_Extrait du document_.
Ceci aurait deux conséquences importantes pour la sécurité juridique du marché. La première, c’est que les retards dans l’exécution de la prestation déclencheraient automatiquement des pénalités pour le prestataire (l’amende serait directement débitée sur le compte du prestataire) et l’inexécution d’une obligation entrainerait sa mise en demeure. Cela permettrait à l’acheteur d’économiser son temps et son argent dans le suivi de l’exécution du marché et dans la gestion du risque contentieux puisque le smart contract indique précisément les événements importants de la vie du marché. Cependant, l’acheteur ne pourrait pas explorer toutes les solutions juridiques qu’ils s’offrent à lui pour résoudre une difficulté à cause du caractère automatique de la procédure. Toutefois, celui-ci favorise la confiance entre les deux co-contractants.

_Travail à faire_.
A) D'après l'extrait sur les smart contracts, pourquoi l'acheteur gagnerait-il du temps et de l'argent ? Répondez en une à trois phrases.
B) Dans l'extrait sur les smart contracts, remplacez "prestataire" par "fournisseur" dans le passage qui commence par "Ceci aurait deux" et finit par "les deux co-contractants.".
C) Écrivez la suite de l'extrait sur les smart contracts dans les marchés publics, à partir de sa dernière phrase.
Les enregistrements proviennent d'une autre source.

[Annotations des contours d'objets]
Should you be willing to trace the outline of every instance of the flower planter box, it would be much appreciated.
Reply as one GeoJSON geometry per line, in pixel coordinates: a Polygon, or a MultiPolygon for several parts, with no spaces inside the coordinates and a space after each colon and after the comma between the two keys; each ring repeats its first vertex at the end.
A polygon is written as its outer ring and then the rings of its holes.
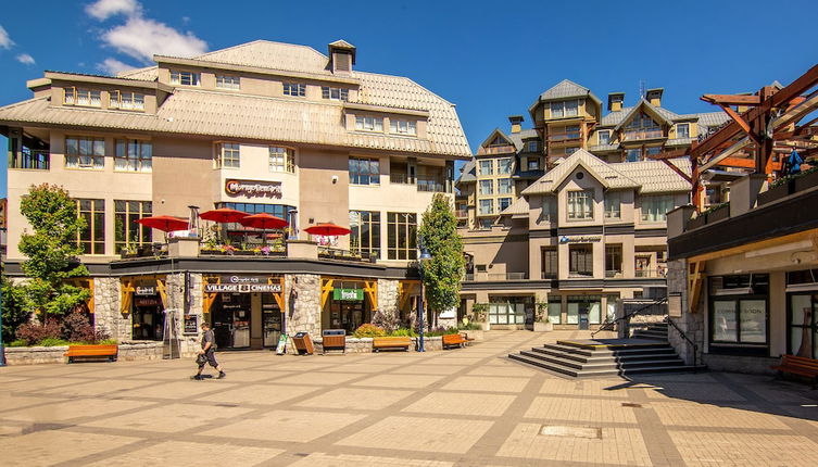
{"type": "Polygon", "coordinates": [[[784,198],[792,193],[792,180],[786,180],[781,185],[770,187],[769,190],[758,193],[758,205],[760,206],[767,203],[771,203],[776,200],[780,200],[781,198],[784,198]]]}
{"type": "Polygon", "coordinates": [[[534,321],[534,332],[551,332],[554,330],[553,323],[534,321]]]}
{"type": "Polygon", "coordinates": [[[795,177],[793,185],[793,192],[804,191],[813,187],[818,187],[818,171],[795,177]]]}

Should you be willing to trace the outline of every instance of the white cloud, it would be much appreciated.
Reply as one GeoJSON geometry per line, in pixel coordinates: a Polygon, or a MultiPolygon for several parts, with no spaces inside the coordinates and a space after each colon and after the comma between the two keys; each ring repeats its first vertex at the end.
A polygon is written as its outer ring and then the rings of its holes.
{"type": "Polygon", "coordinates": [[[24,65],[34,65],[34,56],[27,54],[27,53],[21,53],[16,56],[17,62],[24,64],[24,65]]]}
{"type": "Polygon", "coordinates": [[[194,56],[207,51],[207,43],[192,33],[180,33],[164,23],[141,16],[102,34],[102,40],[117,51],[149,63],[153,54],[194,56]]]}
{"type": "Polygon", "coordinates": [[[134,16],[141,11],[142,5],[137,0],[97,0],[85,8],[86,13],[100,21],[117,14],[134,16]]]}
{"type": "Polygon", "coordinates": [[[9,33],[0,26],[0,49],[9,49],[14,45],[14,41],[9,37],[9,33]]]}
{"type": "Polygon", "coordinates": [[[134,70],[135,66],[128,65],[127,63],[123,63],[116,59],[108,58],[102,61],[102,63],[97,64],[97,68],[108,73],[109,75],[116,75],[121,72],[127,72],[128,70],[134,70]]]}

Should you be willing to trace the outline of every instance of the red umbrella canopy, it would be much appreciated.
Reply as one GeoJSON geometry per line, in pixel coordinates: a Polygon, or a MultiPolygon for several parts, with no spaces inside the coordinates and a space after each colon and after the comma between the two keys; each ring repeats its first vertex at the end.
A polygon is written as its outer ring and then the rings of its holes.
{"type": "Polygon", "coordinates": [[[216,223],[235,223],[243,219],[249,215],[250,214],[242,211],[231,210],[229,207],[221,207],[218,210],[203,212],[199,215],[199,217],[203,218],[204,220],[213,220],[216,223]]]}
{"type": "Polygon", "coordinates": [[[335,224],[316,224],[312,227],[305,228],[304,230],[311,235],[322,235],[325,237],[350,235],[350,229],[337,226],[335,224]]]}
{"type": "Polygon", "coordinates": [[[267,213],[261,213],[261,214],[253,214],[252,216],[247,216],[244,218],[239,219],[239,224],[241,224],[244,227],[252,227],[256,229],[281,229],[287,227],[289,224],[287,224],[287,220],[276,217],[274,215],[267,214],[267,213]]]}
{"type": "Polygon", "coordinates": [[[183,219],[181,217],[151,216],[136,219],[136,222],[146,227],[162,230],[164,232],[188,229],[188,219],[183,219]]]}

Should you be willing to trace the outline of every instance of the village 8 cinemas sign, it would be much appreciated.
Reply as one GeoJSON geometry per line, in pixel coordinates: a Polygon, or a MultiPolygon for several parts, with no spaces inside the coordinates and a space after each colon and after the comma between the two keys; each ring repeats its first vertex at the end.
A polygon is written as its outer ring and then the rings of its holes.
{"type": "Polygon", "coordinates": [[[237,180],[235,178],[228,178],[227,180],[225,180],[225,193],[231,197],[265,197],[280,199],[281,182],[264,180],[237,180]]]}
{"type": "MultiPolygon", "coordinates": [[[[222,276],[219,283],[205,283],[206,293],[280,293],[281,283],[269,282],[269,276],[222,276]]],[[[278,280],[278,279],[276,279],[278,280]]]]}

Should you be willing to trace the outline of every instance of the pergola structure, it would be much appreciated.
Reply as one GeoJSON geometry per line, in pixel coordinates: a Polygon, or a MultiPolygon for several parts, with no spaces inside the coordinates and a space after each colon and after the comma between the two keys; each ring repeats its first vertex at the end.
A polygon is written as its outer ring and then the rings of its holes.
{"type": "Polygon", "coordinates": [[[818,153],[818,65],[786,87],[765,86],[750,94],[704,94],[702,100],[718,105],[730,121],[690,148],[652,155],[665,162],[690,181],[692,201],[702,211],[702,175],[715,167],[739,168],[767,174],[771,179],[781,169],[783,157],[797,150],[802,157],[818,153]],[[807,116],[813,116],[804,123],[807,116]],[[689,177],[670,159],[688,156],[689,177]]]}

* * *

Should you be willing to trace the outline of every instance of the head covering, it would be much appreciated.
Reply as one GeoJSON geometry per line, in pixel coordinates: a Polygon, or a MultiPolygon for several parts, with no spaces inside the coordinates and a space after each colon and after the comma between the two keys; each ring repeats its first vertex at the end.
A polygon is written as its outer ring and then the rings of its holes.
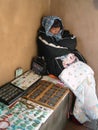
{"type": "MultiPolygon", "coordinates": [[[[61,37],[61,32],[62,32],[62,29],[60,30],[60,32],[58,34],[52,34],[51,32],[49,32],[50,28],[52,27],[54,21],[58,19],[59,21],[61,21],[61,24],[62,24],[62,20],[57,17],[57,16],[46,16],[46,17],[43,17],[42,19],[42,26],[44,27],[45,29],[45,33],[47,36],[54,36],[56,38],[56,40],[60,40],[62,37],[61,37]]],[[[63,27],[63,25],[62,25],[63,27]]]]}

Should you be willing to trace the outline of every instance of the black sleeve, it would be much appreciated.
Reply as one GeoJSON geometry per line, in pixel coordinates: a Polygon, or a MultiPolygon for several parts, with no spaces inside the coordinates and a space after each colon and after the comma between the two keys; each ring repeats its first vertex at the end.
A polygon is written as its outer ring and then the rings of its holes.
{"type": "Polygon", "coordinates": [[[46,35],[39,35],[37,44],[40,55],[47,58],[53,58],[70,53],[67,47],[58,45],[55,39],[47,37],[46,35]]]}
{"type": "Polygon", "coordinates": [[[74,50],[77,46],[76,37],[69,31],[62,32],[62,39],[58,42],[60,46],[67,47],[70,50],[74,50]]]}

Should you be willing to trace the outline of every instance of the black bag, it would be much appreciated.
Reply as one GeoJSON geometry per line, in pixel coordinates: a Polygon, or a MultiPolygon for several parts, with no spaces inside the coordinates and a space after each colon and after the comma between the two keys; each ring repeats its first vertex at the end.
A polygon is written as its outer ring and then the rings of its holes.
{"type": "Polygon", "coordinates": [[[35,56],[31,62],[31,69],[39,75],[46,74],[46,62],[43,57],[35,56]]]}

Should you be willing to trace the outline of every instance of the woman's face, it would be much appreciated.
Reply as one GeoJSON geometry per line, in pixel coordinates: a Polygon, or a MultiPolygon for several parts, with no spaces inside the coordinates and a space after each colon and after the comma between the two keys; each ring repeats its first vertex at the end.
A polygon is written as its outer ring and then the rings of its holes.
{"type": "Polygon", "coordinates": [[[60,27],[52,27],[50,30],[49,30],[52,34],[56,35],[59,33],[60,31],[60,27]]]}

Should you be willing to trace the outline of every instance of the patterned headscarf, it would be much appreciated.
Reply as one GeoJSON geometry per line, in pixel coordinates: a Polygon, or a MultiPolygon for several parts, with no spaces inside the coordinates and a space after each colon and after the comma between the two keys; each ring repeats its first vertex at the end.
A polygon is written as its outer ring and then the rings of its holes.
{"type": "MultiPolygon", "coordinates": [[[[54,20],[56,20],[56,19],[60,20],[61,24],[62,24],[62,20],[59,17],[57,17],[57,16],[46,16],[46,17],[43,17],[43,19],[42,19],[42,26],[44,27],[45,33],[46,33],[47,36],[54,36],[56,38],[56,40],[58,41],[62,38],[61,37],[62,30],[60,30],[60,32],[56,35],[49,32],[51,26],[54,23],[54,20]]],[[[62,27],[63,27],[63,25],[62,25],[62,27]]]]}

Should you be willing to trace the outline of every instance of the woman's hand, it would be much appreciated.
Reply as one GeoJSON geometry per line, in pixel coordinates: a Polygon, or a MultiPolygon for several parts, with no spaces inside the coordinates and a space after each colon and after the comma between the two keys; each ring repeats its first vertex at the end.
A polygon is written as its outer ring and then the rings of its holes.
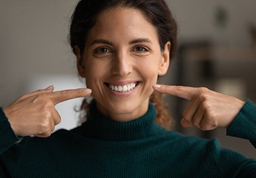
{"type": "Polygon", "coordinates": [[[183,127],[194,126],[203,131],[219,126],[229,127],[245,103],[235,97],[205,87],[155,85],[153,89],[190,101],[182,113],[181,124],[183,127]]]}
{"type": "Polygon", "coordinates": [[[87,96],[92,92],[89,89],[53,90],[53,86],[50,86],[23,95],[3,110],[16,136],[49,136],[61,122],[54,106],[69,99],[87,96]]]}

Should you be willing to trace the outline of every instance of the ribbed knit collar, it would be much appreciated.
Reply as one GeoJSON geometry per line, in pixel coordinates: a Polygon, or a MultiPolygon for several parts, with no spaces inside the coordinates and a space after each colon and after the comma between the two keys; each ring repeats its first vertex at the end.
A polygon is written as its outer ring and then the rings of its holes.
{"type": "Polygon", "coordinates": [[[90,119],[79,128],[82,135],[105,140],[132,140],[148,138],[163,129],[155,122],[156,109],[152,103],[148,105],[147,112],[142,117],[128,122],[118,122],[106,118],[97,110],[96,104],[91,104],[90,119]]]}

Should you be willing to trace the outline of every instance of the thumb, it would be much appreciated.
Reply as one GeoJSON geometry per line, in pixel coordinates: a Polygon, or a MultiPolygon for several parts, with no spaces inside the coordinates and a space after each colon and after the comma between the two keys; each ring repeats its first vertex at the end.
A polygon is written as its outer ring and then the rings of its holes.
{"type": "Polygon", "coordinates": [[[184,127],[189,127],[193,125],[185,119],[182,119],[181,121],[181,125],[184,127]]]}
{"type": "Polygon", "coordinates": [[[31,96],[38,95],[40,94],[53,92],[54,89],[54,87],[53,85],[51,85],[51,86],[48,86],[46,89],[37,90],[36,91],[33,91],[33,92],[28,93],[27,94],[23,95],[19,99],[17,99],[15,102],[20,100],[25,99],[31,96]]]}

...

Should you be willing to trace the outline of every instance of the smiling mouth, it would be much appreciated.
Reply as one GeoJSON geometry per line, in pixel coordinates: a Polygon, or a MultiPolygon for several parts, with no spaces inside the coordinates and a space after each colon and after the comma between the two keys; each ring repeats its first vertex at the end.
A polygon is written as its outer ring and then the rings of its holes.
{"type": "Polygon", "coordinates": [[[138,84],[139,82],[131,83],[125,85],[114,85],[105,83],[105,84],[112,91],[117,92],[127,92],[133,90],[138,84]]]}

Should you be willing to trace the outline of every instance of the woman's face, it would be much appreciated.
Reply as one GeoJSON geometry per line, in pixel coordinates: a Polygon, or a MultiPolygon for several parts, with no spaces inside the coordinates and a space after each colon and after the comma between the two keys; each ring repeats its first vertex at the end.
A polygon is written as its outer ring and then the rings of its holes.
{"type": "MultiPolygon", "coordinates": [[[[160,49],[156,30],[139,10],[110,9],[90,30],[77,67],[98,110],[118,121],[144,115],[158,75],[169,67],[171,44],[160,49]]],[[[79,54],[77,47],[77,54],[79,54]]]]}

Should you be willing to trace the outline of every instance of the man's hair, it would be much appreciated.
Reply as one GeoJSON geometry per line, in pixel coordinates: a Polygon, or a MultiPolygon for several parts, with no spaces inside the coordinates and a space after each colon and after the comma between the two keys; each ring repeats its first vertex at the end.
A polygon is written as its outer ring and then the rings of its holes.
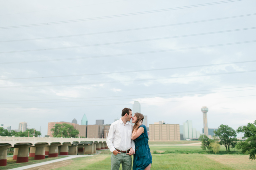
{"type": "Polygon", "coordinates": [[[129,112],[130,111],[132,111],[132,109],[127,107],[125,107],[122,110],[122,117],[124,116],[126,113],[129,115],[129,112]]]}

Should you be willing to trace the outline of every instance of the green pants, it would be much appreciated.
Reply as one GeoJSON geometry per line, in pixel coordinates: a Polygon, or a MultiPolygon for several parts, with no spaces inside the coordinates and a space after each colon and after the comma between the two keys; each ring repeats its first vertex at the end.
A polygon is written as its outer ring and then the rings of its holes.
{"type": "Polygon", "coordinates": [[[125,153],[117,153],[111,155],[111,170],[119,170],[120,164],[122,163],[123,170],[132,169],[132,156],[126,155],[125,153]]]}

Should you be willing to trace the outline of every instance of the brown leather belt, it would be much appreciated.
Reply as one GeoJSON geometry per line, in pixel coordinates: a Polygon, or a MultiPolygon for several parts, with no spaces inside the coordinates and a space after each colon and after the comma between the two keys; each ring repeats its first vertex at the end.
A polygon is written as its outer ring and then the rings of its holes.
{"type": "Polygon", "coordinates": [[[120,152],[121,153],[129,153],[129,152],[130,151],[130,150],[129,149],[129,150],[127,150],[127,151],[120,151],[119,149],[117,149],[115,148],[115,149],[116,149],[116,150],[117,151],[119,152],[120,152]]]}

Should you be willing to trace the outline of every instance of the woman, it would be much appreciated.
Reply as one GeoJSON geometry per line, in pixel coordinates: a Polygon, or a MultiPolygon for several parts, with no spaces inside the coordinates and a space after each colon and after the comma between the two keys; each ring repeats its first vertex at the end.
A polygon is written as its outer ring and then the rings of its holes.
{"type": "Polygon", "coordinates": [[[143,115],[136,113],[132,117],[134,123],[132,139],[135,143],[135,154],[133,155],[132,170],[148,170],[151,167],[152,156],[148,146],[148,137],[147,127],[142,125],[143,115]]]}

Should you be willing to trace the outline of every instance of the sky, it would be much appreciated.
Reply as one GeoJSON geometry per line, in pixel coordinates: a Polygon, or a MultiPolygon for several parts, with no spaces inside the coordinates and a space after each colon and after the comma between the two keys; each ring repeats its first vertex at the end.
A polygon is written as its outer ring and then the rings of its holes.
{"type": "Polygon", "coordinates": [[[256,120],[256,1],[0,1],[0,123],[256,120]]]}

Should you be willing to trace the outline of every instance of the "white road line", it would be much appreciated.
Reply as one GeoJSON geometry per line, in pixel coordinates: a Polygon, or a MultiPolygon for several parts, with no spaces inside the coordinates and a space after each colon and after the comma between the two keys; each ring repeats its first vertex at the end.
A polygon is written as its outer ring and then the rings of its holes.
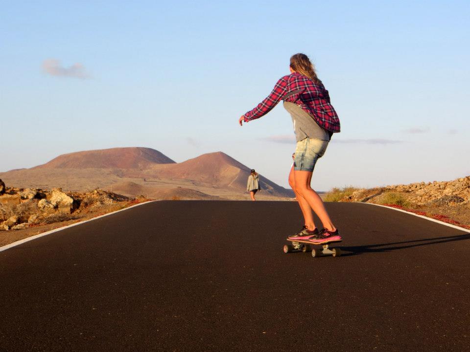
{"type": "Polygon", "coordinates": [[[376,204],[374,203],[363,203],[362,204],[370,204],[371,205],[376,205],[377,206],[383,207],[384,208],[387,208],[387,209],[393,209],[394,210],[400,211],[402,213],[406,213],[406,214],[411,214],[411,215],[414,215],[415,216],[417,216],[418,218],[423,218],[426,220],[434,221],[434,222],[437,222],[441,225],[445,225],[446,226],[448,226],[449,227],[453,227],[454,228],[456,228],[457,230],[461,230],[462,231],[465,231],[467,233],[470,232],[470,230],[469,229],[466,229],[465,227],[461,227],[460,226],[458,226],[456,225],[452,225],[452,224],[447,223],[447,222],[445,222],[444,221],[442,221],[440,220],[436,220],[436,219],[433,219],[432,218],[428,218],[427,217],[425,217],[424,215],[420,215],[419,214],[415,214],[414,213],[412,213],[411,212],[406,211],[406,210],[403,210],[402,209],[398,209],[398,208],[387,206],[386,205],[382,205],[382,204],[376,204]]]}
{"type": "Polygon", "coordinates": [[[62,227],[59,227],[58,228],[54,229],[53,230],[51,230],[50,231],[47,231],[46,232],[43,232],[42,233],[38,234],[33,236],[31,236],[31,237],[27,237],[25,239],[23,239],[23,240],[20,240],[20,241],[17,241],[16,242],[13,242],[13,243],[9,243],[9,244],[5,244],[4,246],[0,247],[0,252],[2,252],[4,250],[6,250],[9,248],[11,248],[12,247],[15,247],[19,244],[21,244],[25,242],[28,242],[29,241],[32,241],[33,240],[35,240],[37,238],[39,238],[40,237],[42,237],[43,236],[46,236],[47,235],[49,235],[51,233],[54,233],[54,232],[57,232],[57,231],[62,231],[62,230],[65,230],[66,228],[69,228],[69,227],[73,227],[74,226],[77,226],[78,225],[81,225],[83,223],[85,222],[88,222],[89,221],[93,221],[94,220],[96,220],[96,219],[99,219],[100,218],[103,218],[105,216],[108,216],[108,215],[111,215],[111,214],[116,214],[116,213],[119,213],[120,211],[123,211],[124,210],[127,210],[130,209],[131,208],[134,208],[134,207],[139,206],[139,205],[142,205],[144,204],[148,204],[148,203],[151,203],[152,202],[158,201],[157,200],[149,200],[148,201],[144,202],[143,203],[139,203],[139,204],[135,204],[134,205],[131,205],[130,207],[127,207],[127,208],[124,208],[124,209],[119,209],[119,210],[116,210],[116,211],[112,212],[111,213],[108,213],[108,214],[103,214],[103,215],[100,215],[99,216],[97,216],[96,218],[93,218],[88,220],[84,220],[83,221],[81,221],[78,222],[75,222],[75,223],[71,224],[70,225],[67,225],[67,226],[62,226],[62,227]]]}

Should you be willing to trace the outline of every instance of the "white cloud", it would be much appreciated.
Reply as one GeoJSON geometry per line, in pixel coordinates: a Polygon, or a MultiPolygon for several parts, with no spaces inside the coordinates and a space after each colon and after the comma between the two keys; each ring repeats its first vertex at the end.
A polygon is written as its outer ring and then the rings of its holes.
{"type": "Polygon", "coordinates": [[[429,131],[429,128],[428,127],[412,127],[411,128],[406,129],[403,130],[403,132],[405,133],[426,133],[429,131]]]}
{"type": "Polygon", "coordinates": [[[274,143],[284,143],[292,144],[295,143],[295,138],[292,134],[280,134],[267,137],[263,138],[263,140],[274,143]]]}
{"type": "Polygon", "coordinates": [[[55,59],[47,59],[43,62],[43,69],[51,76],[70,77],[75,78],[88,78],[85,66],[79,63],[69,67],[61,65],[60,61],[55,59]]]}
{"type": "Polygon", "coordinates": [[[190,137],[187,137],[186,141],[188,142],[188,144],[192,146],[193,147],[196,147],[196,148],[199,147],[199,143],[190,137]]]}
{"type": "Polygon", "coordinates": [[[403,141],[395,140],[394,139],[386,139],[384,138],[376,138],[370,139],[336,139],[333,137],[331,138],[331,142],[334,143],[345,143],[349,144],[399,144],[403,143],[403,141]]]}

_Résultats des consignes_.
A) L'acheteur gagnerait du temps et de l'argent dans le suivi de l'exécution du marché et dans la gestion du risque contentieux. En effet, le smart contract indique précisément les événements importants de la vie du marché.

B)
Ceci aurait deux conséquences importantes pour la sécurité juridique du marché. La première, c’est que les retards dans l’exécution de la prestation déclencheraient automatiquement des pénalités pour le fournisseur (l’amende serait directement débitée sur le compte du fournisseur) et l’inexécution d’une obligation entrainerait sa mise en demeure. Cela permettrait à l’acheteur d’économiser son temps et son argent dans le suivi de l’exécution du marché et dans la gestion du risque contentieux puisque le smart contract indique précisément les événements importants de la vie du marché. Cependant, l’acheteur ne pourrait pas explorer toutes les solutions juridiques qu’ils s’offrent à lui pour résoudre une difficulté à cause du caractère automatique de la procédure. Toutefois, celui-ci favorise la confiance entre les deux co-contractants.

C)
La deuxième c’est la suppression du contentieux indemnitaire lié aux ordres de service pris par le maître d’œuvre à l’égard de son prestataire. En effet, deux ordres de services différents sont prévus par le cahier des clauses administratives générales applicables aux marchés publics de travaux (CCAG), il y a ceux portant sur l’exécution du contrat stricto sensu et ceux qui excèdent les prévisions du contrat.
Ainsi, nous pouvons imaginer que les smart contracts ne seront pas très utiles pour les premiers ordres de services cités ci-dessus. En revanche, les seconds ordres de services peuvent être considérés comme étant plus pernicieux par le prestataire car ils peuvent augmenter ses prestations.
Ipso facto, ce dernier est fondé à demander l’indemnisation de ces prestations supplémentaires mais elle n’est pas toujours accordée et fait régulièrement l’objet de contentieux.

In fine, le smart contract pourrait automatiser l’indemnisation de ces ordres de services et alléger l’architecture du contentieux de la commande publique.

II) Quelle sécurité juridique pour les relations contractuelles ?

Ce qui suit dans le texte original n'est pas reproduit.